** EXERCISE REQUIREMENTS **
Swap every occurrence of "rough mask" for "coarse mask" throughout all the records below, and reproduce the lines with everything else unchanged.

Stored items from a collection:
- - - -

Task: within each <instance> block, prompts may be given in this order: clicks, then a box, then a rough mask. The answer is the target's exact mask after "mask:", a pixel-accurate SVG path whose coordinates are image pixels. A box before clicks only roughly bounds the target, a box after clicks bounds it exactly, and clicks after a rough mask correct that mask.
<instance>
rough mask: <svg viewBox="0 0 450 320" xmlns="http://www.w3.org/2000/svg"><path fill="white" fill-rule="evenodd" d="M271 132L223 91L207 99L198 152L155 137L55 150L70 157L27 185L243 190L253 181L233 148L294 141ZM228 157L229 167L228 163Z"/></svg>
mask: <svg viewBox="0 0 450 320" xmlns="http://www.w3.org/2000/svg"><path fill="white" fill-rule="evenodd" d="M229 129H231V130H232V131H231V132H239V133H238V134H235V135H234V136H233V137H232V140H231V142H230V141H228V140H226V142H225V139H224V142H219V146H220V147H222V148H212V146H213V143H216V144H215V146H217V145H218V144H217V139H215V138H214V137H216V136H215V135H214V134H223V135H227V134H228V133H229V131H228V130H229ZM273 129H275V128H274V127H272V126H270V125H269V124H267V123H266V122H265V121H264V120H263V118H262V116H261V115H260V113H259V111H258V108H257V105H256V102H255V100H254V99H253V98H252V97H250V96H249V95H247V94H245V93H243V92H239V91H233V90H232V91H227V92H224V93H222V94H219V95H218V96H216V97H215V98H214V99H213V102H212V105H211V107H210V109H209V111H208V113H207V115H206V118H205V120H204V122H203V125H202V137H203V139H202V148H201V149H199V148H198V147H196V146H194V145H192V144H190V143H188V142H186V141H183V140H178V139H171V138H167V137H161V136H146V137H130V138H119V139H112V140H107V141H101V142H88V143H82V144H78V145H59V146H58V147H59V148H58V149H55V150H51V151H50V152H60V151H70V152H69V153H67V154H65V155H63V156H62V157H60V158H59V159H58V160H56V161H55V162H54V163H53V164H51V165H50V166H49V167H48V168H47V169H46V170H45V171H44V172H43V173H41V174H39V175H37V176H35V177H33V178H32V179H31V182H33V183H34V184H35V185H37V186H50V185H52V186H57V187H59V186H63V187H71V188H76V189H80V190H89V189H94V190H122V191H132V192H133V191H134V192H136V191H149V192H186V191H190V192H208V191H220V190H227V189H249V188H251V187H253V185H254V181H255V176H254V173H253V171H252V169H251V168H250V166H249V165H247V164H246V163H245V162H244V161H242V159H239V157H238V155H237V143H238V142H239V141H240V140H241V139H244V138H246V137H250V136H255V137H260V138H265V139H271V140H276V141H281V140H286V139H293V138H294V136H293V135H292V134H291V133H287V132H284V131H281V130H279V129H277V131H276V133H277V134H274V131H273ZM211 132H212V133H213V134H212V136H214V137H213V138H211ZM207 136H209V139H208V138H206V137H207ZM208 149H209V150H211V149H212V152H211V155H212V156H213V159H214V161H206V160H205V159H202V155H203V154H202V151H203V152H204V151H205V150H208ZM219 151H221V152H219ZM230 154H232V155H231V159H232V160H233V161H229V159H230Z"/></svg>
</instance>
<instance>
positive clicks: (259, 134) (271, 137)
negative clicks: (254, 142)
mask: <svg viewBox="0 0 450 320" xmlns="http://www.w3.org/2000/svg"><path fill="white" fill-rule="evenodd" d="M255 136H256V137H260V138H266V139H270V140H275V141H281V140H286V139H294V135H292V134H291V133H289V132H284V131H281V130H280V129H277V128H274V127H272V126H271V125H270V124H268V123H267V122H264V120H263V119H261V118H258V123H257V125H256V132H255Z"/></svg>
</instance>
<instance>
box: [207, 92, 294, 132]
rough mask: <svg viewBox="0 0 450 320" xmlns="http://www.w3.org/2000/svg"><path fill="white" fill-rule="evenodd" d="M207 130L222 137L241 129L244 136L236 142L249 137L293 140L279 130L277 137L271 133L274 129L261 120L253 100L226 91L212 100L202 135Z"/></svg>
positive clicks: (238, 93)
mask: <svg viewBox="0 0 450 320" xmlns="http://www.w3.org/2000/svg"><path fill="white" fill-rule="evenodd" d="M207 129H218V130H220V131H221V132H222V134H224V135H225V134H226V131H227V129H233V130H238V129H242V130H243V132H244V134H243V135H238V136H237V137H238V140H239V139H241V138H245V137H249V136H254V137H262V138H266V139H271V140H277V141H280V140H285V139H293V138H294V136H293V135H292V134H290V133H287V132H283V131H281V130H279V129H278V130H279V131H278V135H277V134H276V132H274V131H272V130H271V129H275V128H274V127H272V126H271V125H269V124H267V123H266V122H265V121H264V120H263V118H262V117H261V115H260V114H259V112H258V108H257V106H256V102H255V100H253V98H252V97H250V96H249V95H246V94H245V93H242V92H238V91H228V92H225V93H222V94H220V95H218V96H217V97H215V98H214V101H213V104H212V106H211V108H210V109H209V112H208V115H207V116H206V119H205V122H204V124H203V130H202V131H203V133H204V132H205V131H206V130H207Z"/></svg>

- - - -

** ANSWER TO THE PROBLEM **
Task: within each <instance> block, prompts may be given in this order: clicks, then a box, then a coarse mask. The answer is the target's exact mask after "mask:", a pixel-accurate SVG path whose coordinates are image pixels. A box before clicks only roughly bounds the target, a box after clicks bounds it exactly, and clicks after a coarse mask correct that mask.
<instance>
coarse mask: <svg viewBox="0 0 450 320" xmlns="http://www.w3.org/2000/svg"><path fill="white" fill-rule="evenodd" d="M271 132L223 91L207 99L198 152L155 137L55 150L70 157L27 185L243 190L253 181L233 148L294 141ZM228 157L229 167L228 163Z"/></svg>
mask: <svg viewBox="0 0 450 320" xmlns="http://www.w3.org/2000/svg"><path fill="white" fill-rule="evenodd" d="M229 129H231V130H232V131H231V132H239V133H238V134H235V135H234V136H233V137H232V140H231V142H230V141H228V140H226V142H225V139H224V142H219V146H220V147H222V148H212V146H213V143H216V144H215V146H217V145H218V144H217V139H215V138H214V137H216V136H215V135H214V134H223V135H227V134H228V133H229V131H228V130H229ZM273 129H275V128H274V127H272V126H270V125H269V124H267V123H266V122H265V121H264V120H263V118H262V116H261V115H260V113H259V111H258V108H257V105H256V102H255V100H254V99H253V98H252V97H250V96H249V95H247V94H245V93H243V92H239V91H233V90H232V91H227V92H224V93H222V94H219V95H218V96H216V97H215V98H214V99H213V102H212V105H211V107H210V109H209V111H208V113H207V115H206V118H205V120H204V122H203V125H202V137H203V139H202V148H201V149H199V148H198V147H196V146H194V145H192V144H190V143H188V142H186V141H183V140H178V139H171V138H167V137H161V136H146V137H130V138H119V139H112V140H107V141H101V142H88V143H82V144H78V145H59V146H58V147H59V148H58V149H55V150H51V151H50V152H60V151H70V152H69V153H67V154H65V155H63V156H62V157H60V158H59V159H58V160H56V161H55V162H54V163H53V164H51V165H50V166H49V167H48V168H47V169H46V170H45V171H44V172H43V173H41V174H39V175H37V176H35V177H33V178H32V179H31V182H33V183H34V184H35V185H37V186H50V185H52V186H57V187H59V186H63V187H71V188H76V189H80V190H89V189H94V190H122V191H132V192H133V191H134V192H136V191H149V192H186V191H190V192H208V191H220V190H227V189H249V188H251V187H253V185H254V181H255V176H254V173H253V171H252V169H251V168H250V166H249V165H247V164H246V163H245V162H244V161H242V159H239V157H238V155H237V143H238V142H239V141H240V140H241V139H244V138H246V137H250V136H255V137H260V138H265V139H271V140H276V141H281V140H286V139H293V138H294V136H293V135H292V134H291V133H287V132H284V131H281V130H279V129H277V131H276V133H277V134H274V131H273ZM211 132H212V133H213V134H212V136H214V137H213V138H211ZM207 136H209V139H208V138H206V137H207ZM208 149H209V150H211V149H212V152H211V155H212V156H213V159H214V161H206V160H205V159H202V155H203V154H202V151H203V152H204V151H205V150H208ZM219 151H221V152H219ZM230 154H232V155H231V159H232V160H233V161H229V159H230Z"/></svg>
</instance>
<instance>
positive clicks: (259, 134) (271, 137)
negative clicks: (254, 142)
mask: <svg viewBox="0 0 450 320" xmlns="http://www.w3.org/2000/svg"><path fill="white" fill-rule="evenodd" d="M255 136H256V137H260V138H266V139H270V140H275V141H281V140H286V139H294V135H292V134H291V133H289V132H284V131H281V130H280V129H277V128H274V127H272V126H271V125H270V124H268V123H267V122H264V120H263V119H261V118H258V123H257V125H256V132H255Z"/></svg>
</instance>
<instance>
box: [207, 92, 294, 132]
coarse mask: <svg viewBox="0 0 450 320" xmlns="http://www.w3.org/2000/svg"><path fill="white" fill-rule="evenodd" d="M207 130L222 137L241 129L244 136L236 142L249 137L293 140L279 130L277 137L271 133L274 129L261 120L253 100L226 91L212 100L202 135Z"/></svg>
positive clicks: (238, 93)
mask: <svg viewBox="0 0 450 320" xmlns="http://www.w3.org/2000/svg"><path fill="white" fill-rule="evenodd" d="M207 129H218V130H220V131H221V132H222V134H224V135H225V134H226V131H227V129H233V130H238V129H242V130H243V132H244V134H243V135H238V136H237V137H238V140H239V139H241V138H245V137H249V136H254V137H262V138H266V139H271V140H277V141H280V140H285V139H293V138H294V136H293V135H292V134H290V133H287V132H283V131H281V130H279V129H278V130H279V131H278V135H277V134H276V132H274V131H272V130H271V129H275V128H274V127H272V126H271V125H269V124H267V123H266V122H265V121H264V120H263V118H262V117H261V115H260V114H259V112H258V108H257V106H256V102H255V100H253V98H252V97H250V96H249V95H246V94H245V93H242V92H238V91H228V92H225V93H222V94H220V95H218V96H217V97H215V98H214V101H213V104H212V106H211V108H210V109H209V112H208V115H207V116H206V119H205V122H204V124H203V130H202V131H203V133H204V132H205V131H206V130H207Z"/></svg>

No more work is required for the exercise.